◆ Excerpt

Step Right Up!

Deven Penn sells a cure-all tonic in old-style apothecary bottles to large outdoor crowds. In other words, he's an old-timey tonic hawker and proud of it. “I just need a top hat and a soapbox to stand on,” he jokes. But instead of being run out of town like the con-men quacks of yore, Penn has built a growing and faithful clientele who keep coming back for his immune-boosting True Blue Tonic. “When you feel yourself coming down with something, take three shots a day and your body realizes this is the real deal,” the karate instructor says in a decidedly non-salesy voice. He notes that in his experience if you’re already getting sick, the tonic can make your infection less severe and also help prevent it from rolling into additional infections.

Working with young children back when Penn taught school wrecked his immune system to the point that he developed a bacterial strep infection in his heart and wound up in the hospital for a week. He attributes his recovery, in part, to a recipe a friend found, which by some accounts dates as far back as the Middle Ages. After some tweaking, he shared the blend with friends, and the response was so positive that he started selling it in 2-ounce, 8-ounce and 16-ounce bottles at the Texas Farmers Markets at both Mueller and Lakeline. Eventually, stores such as Thom’s Market and Peoples Rx picked it up, too.

◆ Excerpted records
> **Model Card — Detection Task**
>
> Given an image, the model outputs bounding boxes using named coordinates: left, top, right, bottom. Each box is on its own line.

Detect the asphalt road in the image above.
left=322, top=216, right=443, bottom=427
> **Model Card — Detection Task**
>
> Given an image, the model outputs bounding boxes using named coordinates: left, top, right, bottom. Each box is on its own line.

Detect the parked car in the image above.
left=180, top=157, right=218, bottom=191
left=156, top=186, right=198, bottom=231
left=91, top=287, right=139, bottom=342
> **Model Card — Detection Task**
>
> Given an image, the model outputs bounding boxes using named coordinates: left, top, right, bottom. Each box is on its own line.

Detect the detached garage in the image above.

◆ Task
Please reproduce the tonic hawker article in full, word for word. The material is separate from the tonic hawker article.

◆ Task solution
Step Right Up!

Deven Penn sells a cure-all tonic in old-style apothecary bottles to large outdoor crowds. In other words, he's an old-timey tonic hawker and proud of it. “I just need a top hat and a soapbox to stand on,” he jokes. But instead of being run out of town like the con-men quacks of yore, Penn has built a growing and faithful clientele who keep coming back for his immune-boosting True Blue Tonic. “When you feel yourself coming down with something, take three shots a day and your body realizes this is the real deal,” the karate instructor says in a decidedly non-salesy voice. He notes that in his experience if you’re already getting sick, the tonic can make your infection less severe and also help prevent it from rolling into additional infections.

Working with young children back when Penn taught school wrecked his immune system to the point that he developed a bacterial strep infection in his heart and wound up in the hospital for a week. He attributes his recovery, in part, to a recipe a friend found, which by some accounts dates as far back as the Middle Ages. After some tweaking, he shared the blend with friends, and the response was so positive that he started selling it in 2-ounce, 8-ounce and 16-ounce bottles at the Texas Farmers Markets at both Mueller and Lakeline. Eventually, stores such as Thom’s Market and Peoples Rx picked it up, too.